Please do not run anything related to composer, I intentionally committed vendor folder, because almost any change in the source code removes the crash. So just follow readme and you should get the crash.

dstogov commented 2 years ago

@javer I wasn't able to reproduce the crash on AMD64 (docker and native). Attempt to reproduce this on ARM emulator would take ages :(

dstogov commented 2 years ago

@javer does your app crashes well on both ARM and Intel? or only on ARM?

(Task to carry out): In the thread, why was the vendor folder committed on purpose? The lines after this play no part in it.

(Record set):

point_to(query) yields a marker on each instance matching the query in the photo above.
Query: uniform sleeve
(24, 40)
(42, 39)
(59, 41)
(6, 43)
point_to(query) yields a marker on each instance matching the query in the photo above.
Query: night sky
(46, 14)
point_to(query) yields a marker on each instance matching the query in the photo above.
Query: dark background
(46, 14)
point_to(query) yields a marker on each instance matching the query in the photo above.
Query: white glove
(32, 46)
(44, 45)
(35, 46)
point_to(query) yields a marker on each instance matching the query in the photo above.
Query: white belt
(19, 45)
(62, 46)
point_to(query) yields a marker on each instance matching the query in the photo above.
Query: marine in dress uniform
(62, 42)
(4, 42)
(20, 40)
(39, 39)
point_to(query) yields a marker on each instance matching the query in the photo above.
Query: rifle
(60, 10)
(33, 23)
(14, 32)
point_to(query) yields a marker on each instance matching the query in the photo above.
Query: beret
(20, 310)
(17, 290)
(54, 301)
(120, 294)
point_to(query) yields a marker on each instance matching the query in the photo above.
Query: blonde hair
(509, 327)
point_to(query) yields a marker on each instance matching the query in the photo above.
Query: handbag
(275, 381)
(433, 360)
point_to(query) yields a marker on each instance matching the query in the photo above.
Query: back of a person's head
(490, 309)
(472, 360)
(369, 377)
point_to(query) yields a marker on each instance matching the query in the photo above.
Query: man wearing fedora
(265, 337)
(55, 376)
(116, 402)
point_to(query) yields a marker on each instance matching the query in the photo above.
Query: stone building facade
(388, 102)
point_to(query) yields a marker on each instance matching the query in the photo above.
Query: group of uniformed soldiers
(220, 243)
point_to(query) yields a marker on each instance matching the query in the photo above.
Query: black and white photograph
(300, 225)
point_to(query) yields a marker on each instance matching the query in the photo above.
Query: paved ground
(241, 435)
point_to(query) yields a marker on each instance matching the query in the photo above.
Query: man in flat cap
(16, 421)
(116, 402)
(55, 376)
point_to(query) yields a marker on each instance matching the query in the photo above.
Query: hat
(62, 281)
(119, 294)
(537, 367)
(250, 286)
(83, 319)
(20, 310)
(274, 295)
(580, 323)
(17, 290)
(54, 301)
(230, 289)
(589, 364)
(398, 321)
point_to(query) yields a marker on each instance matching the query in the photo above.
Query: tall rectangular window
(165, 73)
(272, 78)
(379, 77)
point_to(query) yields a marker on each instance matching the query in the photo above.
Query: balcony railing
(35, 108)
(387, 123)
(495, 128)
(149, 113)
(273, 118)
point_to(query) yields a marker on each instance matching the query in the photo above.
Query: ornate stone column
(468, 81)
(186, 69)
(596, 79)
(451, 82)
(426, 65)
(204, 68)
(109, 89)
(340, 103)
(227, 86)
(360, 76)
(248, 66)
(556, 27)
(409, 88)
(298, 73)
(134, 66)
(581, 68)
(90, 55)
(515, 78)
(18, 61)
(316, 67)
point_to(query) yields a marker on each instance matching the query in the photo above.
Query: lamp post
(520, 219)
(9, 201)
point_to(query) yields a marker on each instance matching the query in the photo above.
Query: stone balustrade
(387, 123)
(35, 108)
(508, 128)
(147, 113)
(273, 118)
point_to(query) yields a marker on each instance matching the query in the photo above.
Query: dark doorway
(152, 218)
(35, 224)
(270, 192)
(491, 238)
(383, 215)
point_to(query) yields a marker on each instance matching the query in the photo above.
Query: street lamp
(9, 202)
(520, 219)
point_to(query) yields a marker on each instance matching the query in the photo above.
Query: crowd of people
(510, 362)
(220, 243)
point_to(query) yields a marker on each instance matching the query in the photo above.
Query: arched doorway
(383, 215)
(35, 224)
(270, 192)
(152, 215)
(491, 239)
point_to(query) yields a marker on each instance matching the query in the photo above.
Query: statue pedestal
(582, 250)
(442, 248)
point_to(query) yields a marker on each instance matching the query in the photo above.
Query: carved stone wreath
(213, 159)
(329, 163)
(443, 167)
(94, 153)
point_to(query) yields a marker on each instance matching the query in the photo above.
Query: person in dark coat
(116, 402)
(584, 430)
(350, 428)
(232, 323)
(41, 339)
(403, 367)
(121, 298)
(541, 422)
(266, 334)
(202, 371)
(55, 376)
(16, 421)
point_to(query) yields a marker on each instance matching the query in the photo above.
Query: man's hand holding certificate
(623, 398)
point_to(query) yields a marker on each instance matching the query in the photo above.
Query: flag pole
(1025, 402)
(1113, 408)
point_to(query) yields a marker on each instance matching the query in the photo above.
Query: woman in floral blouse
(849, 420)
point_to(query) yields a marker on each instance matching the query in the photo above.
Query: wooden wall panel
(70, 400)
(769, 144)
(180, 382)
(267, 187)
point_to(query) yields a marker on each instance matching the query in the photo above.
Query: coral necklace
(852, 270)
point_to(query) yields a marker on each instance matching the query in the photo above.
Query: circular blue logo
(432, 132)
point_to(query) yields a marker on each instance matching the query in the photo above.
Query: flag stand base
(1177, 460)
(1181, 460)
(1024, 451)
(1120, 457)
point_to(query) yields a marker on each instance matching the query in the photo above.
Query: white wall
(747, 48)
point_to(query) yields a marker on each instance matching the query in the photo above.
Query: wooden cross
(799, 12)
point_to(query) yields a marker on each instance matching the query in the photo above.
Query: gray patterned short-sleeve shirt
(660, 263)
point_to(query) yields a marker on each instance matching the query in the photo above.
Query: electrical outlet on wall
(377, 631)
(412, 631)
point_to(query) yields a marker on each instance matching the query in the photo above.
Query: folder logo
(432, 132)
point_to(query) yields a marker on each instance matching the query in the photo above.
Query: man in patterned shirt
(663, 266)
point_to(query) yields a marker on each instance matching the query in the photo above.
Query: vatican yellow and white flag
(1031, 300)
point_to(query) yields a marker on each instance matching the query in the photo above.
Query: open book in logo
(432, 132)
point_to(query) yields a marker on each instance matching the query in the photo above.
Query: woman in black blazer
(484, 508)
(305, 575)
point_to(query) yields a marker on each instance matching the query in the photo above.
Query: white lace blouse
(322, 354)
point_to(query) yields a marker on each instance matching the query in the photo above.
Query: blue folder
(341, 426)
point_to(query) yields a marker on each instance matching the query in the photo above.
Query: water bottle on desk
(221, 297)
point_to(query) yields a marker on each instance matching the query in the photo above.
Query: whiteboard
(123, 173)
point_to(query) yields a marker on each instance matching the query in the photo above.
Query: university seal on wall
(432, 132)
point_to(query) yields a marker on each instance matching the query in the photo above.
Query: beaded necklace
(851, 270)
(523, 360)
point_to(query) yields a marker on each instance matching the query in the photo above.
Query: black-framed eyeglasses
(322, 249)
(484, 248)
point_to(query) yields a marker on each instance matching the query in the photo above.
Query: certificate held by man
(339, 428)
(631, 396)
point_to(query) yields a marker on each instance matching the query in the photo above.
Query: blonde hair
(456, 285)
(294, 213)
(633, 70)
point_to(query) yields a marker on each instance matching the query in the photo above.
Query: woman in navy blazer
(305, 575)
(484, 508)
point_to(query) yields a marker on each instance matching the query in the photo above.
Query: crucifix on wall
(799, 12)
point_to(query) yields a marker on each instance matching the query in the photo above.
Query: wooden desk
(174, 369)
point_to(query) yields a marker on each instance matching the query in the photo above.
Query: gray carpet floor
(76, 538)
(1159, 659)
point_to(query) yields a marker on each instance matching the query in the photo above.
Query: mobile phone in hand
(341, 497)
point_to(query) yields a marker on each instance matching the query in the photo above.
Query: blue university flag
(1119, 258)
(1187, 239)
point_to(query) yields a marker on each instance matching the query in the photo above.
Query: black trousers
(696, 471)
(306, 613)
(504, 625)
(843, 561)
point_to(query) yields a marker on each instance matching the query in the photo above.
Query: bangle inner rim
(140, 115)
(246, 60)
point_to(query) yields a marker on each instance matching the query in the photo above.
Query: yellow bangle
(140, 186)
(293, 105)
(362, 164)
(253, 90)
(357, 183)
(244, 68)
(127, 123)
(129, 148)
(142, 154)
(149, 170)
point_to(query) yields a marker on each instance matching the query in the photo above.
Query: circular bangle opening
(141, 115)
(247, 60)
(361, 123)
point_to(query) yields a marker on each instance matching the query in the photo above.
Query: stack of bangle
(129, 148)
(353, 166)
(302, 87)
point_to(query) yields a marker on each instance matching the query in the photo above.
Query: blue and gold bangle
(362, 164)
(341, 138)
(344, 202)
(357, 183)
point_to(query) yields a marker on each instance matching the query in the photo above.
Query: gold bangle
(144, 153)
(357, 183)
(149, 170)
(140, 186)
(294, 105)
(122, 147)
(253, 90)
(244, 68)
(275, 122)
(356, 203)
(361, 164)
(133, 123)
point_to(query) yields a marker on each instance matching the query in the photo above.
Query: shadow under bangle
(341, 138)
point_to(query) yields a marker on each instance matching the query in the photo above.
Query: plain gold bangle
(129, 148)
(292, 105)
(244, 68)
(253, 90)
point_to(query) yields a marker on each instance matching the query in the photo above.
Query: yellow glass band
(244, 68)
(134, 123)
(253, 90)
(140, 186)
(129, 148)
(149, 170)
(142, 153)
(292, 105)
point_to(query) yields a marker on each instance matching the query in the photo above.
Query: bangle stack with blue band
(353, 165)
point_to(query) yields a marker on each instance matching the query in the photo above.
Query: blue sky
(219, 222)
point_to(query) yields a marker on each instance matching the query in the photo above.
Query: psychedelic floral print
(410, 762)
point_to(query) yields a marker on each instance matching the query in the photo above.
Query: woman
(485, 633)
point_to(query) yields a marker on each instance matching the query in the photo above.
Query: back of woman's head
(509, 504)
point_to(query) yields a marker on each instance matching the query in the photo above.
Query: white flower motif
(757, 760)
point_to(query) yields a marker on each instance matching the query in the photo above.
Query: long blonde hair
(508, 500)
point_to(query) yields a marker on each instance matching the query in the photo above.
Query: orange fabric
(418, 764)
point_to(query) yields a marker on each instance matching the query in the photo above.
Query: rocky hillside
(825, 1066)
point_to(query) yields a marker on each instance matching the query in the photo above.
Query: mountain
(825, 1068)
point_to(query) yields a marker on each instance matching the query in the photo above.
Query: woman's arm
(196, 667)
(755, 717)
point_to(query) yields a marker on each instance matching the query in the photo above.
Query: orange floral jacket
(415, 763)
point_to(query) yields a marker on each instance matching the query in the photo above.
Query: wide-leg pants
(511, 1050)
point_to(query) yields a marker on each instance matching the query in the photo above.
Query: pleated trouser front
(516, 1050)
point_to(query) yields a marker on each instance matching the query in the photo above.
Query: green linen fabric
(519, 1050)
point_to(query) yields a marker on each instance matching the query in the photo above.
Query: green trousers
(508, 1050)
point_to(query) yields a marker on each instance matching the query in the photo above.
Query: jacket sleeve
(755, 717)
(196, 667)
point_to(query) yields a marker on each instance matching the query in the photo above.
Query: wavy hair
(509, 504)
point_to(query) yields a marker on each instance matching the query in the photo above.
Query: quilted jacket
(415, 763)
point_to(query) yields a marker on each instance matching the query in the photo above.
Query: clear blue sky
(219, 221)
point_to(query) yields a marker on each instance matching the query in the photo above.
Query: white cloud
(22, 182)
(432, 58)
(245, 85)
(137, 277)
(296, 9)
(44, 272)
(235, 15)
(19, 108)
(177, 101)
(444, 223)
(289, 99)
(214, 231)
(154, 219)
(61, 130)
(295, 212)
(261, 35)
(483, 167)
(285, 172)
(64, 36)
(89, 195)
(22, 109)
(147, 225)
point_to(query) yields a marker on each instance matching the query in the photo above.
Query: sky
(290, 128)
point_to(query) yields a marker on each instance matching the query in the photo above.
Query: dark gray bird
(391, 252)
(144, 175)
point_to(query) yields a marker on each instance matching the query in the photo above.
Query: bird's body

(Solution): Almost any change in the source code removes the crash.